Segunda situación. Sería un error tratar de solucionar el problema sólo con una generosa extensión del procedimiento de nulidad matrimonial. Se crearía la peligrosa impresión de que la Iglesia procede de modo deshonesto al concederlo a aquellos que en realidad son divorciados. Muchos divorciados no quieren tal declaración de nulidad. Dicen: vivimos juntos, tuvimos hijos; esta es una realidad que no se puede declarar nula sólo por razones de falta de forma canónica del primer matrimonio. Por tanto debemos poner a consideración la cuestión más difícil de la situación del matrimonio rato y consumado entre bautizados, donde la comunión de vida matrimonial está irremediablemente rota y uno o ambos cónyuges contraen un segundo matrimonio civil.
Una advertencia la ha dado la Congregación para la Doctrina de la Fe ya en 1994 cuando estableció –y el papa Benedicto XVI lo ha repetido durante el encuentro internacional de la familia en Milán en 2012– que los divorciados vueltos a casar no podían recibir la comunión sacramental, pero podía recibir la espiritual. Ciertamente esto no vale para toto los divorciados sino para aquellos que están espiritualmente bien dispuestos. Sin embargo muchos estarán agradecidos por esta respuesta, que es una verdadera apertura.

**LOS REGISTROS**
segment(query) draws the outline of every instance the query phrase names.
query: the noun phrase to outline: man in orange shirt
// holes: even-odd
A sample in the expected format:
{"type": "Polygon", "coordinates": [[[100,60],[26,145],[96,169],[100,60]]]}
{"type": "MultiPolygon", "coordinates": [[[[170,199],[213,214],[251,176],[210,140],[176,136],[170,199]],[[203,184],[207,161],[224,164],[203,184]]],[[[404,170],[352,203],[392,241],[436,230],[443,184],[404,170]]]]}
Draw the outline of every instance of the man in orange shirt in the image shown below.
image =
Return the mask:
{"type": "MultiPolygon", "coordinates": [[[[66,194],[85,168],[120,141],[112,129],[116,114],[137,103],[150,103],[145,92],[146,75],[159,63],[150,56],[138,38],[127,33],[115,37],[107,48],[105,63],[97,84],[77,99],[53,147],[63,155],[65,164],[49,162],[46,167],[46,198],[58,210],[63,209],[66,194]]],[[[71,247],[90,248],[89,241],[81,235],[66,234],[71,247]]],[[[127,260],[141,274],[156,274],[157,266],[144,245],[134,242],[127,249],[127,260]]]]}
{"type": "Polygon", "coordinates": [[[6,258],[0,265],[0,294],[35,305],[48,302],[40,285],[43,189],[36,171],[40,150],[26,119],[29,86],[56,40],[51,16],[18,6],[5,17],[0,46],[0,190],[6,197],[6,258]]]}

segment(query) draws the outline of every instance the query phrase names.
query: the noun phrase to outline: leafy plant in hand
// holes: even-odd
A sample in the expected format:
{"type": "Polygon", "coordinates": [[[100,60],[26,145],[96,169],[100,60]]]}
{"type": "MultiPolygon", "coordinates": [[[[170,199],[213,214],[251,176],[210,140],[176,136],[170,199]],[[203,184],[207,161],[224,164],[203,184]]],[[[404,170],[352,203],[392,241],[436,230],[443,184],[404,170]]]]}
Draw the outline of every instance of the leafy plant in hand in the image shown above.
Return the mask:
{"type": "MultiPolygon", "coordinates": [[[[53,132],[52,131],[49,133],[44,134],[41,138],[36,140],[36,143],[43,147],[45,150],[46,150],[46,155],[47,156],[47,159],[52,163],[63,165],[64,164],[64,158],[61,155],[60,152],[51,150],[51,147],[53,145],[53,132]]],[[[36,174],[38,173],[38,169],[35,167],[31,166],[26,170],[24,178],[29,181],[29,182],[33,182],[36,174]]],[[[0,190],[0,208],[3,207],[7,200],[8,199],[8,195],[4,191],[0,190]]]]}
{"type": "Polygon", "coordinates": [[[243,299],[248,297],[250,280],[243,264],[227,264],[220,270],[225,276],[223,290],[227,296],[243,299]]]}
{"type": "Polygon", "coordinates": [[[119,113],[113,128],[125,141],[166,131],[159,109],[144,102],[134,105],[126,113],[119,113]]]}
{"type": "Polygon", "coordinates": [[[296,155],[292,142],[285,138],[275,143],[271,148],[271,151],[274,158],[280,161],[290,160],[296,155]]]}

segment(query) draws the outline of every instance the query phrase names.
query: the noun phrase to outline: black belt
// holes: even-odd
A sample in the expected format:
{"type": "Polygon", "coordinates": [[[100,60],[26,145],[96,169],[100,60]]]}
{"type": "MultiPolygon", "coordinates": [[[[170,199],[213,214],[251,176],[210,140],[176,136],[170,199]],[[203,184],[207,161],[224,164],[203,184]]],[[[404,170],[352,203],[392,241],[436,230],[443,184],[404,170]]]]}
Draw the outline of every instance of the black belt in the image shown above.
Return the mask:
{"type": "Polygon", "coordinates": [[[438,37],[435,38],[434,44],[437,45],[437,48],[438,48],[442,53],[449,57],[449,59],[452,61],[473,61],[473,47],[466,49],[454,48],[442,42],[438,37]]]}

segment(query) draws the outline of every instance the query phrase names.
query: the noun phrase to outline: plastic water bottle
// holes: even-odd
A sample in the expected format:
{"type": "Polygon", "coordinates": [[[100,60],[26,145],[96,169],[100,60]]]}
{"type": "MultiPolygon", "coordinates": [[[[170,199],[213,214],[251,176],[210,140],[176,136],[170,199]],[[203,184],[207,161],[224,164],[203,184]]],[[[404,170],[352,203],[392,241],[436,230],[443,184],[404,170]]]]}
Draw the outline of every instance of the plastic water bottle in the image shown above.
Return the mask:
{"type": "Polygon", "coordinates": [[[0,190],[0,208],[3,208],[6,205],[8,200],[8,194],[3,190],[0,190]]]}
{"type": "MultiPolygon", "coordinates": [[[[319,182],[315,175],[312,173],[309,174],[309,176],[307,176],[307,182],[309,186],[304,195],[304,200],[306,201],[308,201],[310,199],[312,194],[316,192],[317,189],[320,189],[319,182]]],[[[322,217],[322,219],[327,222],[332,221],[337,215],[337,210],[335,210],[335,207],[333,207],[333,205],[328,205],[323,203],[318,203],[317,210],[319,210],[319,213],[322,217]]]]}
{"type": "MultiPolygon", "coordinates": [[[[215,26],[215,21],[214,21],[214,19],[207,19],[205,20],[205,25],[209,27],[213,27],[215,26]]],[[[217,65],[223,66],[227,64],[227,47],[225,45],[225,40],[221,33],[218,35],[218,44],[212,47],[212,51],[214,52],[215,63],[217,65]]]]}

**TAREAS PROPUESTAS**
1) Reúne y copia todas las líneas de los registros que contienen la palabra "noun".
2) Sigue con el texto sobre los divorciados vueltos a casar a partir de su última oración.

**RESPUESTAS ESCRITAS**
1)
query: the noun phrase to outline: man in orange shirt
query: the noun phrase to outline: leafy plant in hand
query: the noun phrase to outline: black belt
query: the noun phrase to outline: plastic water bottle

2)
Ella entraña sin embargo diversas preguntas. En efecto, quien recibe la comunión espiritual es una sola cosa con Jesús el Cristo; ¿cómo puede estar entonces en contradicción con el mandamiento de Cristo? ¿Por qué entonces no puede recibir también la comunión sacramental? Si excluimos de los sacramentos a los cristianos divorciados vueltos a casa que están dispuestos a acercarse a ellos y los referimos a la vía de salvación extrasacramental, ¿no ponemos en tela de juicio la estructura sacramental fundamental de la Iglesia? ¿Para qué sirven entonces la Iglesia y sus sacramentos? ¿No pagamos con esta respuesta un precio demasiado alto? Algunos sostienen que propiamente la no participación en la comunión es un signo de la sacralidad del sacramento. La pregunta que surge en respuesta es: ¿No se instrumentaliza a la persona que sufre y pide ayuda si no hacemos una señal y una advertencia para los otros? ¿Los dejamos morir sacramentalmente de hambre para que otros vivan?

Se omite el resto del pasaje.